» Task objective
Make a tally of the lines in the records that include the string "blonde", and give only that number.
--- START ---
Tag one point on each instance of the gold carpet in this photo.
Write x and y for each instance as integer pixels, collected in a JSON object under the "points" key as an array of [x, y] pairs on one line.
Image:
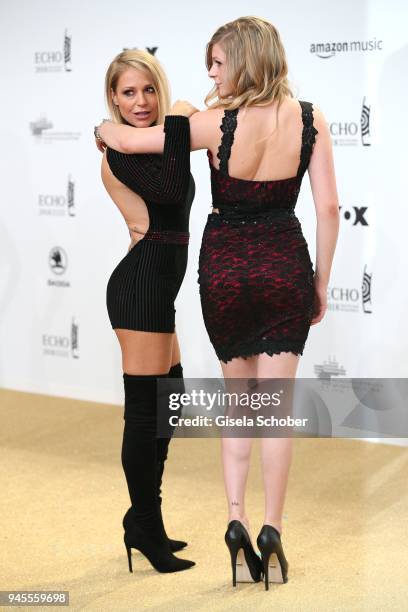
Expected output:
{"points": [[64, 494]]}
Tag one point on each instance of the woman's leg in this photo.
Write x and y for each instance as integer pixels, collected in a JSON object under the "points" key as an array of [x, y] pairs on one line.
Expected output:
{"points": [[276, 452], [146, 357], [236, 452]]}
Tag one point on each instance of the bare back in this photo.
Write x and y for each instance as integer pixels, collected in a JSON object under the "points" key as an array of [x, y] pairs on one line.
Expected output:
{"points": [[267, 141]]}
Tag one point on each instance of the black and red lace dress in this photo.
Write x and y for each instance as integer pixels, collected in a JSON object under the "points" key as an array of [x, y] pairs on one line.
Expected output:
{"points": [[255, 272]]}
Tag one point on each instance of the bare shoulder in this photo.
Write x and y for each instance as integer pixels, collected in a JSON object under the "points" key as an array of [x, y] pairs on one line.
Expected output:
{"points": [[205, 127], [209, 118]]}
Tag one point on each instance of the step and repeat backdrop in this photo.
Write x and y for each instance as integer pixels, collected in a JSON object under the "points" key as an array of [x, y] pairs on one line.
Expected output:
{"points": [[61, 236]]}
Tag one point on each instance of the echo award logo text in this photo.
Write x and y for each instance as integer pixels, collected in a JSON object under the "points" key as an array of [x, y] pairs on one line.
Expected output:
{"points": [[56, 60]]}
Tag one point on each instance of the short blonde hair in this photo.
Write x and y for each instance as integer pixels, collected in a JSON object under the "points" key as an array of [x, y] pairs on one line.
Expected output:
{"points": [[141, 60], [256, 64]]}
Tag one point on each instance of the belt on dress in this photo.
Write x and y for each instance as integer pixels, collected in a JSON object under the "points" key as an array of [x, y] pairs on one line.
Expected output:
{"points": [[167, 236], [247, 211]]}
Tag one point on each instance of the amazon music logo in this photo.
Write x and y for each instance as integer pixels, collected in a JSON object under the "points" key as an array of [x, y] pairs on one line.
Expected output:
{"points": [[58, 204], [326, 50], [57, 60], [352, 298], [151, 50], [356, 215], [353, 133], [62, 345]]}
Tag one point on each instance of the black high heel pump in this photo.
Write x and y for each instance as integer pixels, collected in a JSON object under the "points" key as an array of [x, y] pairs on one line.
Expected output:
{"points": [[246, 565], [275, 566]]}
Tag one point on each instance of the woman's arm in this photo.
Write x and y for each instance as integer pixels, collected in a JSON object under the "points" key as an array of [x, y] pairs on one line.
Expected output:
{"points": [[127, 139], [204, 129], [323, 183], [166, 182]]}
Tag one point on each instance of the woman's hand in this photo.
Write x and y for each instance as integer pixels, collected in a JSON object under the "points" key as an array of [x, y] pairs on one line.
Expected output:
{"points": [[182, 107], [320, 302], [100, 144]]}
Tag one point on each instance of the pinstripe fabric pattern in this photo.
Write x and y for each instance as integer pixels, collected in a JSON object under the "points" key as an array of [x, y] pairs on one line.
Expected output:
{"points": [[143, 287]]}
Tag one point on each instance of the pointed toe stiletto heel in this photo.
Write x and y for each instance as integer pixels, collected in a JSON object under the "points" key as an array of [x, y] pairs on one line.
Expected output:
{"points": [[175, 545], [156, 549], [275, 566], [245, 563]]}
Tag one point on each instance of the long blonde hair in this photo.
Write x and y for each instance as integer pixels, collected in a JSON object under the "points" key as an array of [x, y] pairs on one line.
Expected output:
{"points": [[255, 61], [141, 60]]}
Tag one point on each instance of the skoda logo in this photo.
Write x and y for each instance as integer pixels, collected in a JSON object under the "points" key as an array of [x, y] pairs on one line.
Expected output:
{"points": [[58, 260]]}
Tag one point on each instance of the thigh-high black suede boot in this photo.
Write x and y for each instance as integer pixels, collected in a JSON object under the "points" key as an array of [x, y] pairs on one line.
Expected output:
{"points": [[176, 372], [139, 459]]}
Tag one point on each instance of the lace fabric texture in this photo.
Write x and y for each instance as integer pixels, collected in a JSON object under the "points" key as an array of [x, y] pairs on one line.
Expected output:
{"points": [[255, 271]]}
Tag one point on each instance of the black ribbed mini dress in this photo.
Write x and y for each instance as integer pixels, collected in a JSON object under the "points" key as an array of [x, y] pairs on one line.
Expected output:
{"points": [[143, 287]]}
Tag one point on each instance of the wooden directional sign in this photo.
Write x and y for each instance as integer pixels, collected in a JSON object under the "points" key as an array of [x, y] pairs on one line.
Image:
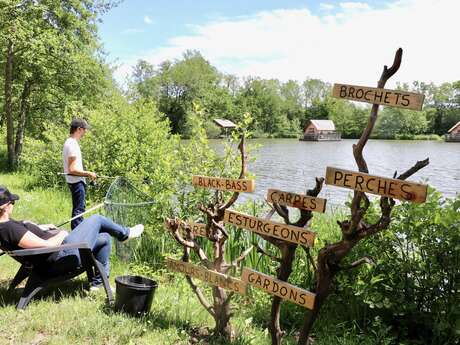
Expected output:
{"points": [[279, 288], [281, 231], [211, 277], [296, 200], [198, 229], [396, 189], [393, 98], [223, 183]]}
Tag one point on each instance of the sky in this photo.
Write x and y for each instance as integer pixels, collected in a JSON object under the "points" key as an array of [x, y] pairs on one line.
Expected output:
{"points": [[345, 42]]}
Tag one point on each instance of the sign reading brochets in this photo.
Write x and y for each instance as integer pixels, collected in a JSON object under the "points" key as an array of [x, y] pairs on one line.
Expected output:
{"points": [[393, 98], [393, 188]]}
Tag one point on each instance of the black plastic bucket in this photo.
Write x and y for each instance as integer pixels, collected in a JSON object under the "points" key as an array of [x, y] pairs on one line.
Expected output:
{"points": [[134, 294]]}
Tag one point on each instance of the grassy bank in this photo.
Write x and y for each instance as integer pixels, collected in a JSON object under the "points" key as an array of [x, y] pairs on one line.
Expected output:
{"points": [[69, 315]]}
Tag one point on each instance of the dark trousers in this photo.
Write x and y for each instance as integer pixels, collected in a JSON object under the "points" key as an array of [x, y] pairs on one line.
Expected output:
{"points": [[78, 191]]}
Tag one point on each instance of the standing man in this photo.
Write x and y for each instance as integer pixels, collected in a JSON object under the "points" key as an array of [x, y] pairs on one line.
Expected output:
{"points": [[73, 168]]}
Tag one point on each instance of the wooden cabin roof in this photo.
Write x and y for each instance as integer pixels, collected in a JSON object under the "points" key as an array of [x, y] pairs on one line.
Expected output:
{"points": [[224, 123], [455, 126], [323, 125]]}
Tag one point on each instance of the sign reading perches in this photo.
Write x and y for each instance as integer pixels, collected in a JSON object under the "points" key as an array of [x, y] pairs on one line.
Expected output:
{"points": [[279, 288], [289, 233], [235, 185], [296, 200], [393, 188], [394, 98], [208, 276]]}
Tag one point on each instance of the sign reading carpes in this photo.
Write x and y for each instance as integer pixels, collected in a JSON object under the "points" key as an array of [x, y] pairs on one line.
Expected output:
{"points": [[279, 288], [394, 98], [223, 183], [211, 277], [393, 188], [296, 200], [281, 231]]}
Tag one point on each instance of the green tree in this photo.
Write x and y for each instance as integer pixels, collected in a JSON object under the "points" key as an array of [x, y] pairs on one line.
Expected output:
{"points": [[49, 59]]}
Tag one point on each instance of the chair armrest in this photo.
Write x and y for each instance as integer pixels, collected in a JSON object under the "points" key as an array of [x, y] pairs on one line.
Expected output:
{"points": [[36, 251]]}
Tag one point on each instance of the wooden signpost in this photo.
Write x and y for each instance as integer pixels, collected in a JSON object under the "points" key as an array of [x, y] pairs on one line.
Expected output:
{"points": [[236, 185], [372, 95], [304, 202], [198, 229], [279, 288], [288, 233], [211, 277], [393, 188]]}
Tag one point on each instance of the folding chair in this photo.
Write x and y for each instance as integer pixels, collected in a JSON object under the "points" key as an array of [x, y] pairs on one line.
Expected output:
{"points": [[44, 275]]}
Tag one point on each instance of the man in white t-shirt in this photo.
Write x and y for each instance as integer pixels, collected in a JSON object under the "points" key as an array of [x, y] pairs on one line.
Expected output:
{"points": [[73, 168]]}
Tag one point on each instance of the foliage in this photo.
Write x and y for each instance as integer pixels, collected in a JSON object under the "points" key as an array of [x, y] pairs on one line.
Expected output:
{"points": [[415, 282]]}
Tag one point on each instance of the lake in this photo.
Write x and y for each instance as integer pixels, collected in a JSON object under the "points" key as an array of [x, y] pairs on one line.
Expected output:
{"points": [[292, 165]]}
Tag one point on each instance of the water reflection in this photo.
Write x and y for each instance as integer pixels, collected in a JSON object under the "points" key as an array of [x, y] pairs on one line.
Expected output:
{"points": [[292, 165]]}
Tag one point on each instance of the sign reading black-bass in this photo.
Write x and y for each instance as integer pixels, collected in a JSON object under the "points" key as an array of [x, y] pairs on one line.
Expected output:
{"points": [[236, 185], [393, 188], [393, 98]]}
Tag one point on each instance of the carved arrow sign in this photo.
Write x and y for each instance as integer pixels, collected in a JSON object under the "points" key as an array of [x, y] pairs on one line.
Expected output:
{"points": [[393, 188], [279, 288], [281, 231], [393, 98], [224, 183], [211, 277], [296, 200]]}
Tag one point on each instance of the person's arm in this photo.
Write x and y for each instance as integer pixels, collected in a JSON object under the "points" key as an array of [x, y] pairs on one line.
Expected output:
{"points": [[73, 170], [30, 240]]}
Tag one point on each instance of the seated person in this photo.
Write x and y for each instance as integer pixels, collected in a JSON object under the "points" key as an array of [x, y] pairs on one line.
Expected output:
{"points": [[97, 231]]}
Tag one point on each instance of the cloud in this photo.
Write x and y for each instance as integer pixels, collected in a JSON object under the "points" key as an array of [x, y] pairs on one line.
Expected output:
{"points": [[350, 46], [354, 6], [326, 7], [131, 31]]}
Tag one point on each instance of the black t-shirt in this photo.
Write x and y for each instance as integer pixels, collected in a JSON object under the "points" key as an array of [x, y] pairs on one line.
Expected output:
{"points": [[12, 231]]}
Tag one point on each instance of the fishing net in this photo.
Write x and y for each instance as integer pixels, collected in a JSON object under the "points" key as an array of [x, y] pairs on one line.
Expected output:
{"points": [[126, 205]]}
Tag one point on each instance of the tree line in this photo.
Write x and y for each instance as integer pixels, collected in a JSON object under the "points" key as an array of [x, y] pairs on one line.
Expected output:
{"points": [[282, 109], [53, 68]]}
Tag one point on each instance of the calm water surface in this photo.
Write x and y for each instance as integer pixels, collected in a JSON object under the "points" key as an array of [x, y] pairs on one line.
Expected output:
{"points": [[292, 165]]}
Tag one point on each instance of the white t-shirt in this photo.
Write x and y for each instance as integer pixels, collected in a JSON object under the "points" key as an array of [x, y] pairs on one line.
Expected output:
{"points": [[72, 149]]}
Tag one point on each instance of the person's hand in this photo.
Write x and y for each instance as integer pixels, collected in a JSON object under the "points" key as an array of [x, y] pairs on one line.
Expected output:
{"points": [[46, 227], [92, 175]]}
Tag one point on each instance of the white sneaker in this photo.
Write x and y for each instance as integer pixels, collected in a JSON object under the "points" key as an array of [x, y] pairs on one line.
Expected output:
{"points": [[136, 231]]}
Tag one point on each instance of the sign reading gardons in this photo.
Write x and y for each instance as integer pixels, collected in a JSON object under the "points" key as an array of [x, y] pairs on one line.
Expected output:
{"points": [[279, 288], [211, 277], [394, 98], [289, 233], [296, 200], [235, 185], [393, 188]]}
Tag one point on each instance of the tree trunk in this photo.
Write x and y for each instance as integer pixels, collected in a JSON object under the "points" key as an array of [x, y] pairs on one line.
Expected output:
{"points": [[8, 106], [22, 121], [285, 270]]}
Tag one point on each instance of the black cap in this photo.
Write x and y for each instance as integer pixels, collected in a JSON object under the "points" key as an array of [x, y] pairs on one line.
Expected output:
{"points": [[6, 196], [79, 123]]}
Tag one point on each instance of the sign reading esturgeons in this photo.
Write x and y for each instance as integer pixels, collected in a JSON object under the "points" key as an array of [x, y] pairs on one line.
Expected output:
{"points": [[279, 288], [296, 200], [211, 277], [393, 188], [223, 183], [293, 234], [394, 98]]}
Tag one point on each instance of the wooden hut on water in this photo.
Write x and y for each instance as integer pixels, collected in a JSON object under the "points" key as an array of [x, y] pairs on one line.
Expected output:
{"points": [[453, 135], [320, 130]]}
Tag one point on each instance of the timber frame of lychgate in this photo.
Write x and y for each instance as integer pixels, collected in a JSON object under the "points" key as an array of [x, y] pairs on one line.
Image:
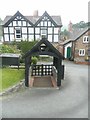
--- END ---
» Solved problem
2